Stored items from a collection:
:::
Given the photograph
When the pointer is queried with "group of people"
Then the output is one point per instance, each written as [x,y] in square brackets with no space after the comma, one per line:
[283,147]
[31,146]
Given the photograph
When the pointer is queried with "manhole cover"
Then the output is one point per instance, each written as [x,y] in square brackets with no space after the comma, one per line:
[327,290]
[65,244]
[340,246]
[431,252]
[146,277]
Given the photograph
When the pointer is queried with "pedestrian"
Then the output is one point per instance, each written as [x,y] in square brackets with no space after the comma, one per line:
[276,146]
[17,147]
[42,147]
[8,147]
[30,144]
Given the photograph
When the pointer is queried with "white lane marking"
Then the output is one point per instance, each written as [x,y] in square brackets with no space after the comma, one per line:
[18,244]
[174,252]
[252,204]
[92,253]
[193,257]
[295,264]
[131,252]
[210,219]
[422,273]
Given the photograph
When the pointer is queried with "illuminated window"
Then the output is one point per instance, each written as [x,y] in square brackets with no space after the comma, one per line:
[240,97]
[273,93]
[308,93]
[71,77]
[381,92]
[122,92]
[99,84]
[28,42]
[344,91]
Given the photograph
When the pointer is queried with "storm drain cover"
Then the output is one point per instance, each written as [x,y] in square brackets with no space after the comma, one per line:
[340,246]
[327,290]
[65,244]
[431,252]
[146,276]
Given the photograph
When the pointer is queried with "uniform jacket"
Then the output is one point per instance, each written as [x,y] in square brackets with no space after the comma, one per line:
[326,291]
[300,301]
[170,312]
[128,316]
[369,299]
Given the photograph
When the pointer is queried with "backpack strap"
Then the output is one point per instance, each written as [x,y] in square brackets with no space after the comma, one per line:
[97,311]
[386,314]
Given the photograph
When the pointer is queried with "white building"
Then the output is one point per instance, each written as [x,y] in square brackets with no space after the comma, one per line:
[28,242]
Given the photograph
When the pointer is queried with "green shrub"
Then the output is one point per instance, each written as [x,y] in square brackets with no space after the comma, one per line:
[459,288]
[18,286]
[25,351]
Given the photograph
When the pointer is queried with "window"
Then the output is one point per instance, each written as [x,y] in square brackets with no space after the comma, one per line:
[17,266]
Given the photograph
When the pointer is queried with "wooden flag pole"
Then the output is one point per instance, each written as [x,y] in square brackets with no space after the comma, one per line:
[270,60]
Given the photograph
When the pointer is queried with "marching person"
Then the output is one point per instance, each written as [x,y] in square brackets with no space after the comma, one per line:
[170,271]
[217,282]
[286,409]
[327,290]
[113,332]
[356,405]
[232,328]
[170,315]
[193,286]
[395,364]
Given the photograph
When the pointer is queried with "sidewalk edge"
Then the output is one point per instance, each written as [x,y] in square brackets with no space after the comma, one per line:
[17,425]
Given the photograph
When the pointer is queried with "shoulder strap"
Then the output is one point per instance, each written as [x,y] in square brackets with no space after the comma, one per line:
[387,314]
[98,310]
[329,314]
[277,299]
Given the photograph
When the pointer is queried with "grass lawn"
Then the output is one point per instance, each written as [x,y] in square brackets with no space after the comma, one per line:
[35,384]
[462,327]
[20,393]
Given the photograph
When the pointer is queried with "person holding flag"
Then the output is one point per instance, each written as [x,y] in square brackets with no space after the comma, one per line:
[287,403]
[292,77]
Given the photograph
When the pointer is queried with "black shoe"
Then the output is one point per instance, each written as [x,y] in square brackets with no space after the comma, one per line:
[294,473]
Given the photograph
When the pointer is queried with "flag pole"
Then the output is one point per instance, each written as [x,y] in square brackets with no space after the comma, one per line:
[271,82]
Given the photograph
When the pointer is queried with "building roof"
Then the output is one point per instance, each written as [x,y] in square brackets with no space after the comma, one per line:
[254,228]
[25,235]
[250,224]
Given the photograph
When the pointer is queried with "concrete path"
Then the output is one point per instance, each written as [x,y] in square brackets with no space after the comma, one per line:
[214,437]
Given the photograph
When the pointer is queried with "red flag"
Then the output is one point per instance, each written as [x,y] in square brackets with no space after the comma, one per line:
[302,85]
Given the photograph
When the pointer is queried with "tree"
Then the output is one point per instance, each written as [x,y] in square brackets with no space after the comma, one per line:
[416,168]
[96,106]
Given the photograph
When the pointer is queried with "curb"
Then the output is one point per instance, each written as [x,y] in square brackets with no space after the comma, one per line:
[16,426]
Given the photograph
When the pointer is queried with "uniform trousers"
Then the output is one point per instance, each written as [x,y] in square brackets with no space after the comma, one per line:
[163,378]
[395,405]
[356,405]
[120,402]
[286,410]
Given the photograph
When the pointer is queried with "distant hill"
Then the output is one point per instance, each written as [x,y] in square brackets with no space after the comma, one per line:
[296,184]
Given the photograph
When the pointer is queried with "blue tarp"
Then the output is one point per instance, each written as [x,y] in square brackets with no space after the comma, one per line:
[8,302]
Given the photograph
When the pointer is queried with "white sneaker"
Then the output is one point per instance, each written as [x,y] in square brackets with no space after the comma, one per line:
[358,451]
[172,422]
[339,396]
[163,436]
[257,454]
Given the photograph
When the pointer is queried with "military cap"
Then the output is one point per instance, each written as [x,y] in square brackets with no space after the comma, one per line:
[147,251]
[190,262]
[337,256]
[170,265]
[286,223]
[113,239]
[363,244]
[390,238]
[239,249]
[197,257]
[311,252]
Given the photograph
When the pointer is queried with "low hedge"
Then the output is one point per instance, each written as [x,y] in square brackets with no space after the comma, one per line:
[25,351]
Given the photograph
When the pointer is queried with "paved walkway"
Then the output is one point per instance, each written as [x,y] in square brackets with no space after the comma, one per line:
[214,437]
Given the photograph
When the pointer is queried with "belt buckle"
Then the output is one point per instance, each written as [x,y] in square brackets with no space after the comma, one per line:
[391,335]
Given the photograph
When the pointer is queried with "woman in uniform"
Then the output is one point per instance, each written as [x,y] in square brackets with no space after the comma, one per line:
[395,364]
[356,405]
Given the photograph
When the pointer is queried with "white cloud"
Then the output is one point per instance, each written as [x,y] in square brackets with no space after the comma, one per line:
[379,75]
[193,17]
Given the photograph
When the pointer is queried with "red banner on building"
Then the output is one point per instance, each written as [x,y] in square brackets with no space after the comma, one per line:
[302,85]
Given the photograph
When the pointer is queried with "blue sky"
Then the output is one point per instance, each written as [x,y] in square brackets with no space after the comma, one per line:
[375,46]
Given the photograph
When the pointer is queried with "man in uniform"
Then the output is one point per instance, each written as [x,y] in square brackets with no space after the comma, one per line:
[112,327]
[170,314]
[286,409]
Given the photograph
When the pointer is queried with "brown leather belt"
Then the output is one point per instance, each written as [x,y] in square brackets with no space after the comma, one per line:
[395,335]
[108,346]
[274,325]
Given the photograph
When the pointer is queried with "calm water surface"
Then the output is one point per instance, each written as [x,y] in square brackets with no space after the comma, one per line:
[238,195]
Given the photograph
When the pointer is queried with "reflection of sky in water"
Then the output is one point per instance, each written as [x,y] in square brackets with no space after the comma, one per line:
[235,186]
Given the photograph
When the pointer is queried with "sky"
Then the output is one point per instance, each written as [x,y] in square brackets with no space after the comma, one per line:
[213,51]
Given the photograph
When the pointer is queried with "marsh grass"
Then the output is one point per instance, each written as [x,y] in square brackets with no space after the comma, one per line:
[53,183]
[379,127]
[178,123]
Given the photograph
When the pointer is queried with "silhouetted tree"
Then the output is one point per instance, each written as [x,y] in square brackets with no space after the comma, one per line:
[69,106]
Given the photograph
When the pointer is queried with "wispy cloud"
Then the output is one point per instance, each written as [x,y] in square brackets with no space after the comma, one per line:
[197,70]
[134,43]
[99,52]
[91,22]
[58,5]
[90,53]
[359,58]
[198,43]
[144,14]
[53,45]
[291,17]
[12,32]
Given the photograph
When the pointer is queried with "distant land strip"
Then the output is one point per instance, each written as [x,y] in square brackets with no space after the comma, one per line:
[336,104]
:::
INSTRUCTIONS FOR THE TASK
Display each line from the rows above that contains the word "person".

TASK RESPONSE
When the pointer is queried with "marching person"
When the pointer is queried with "person holding flag"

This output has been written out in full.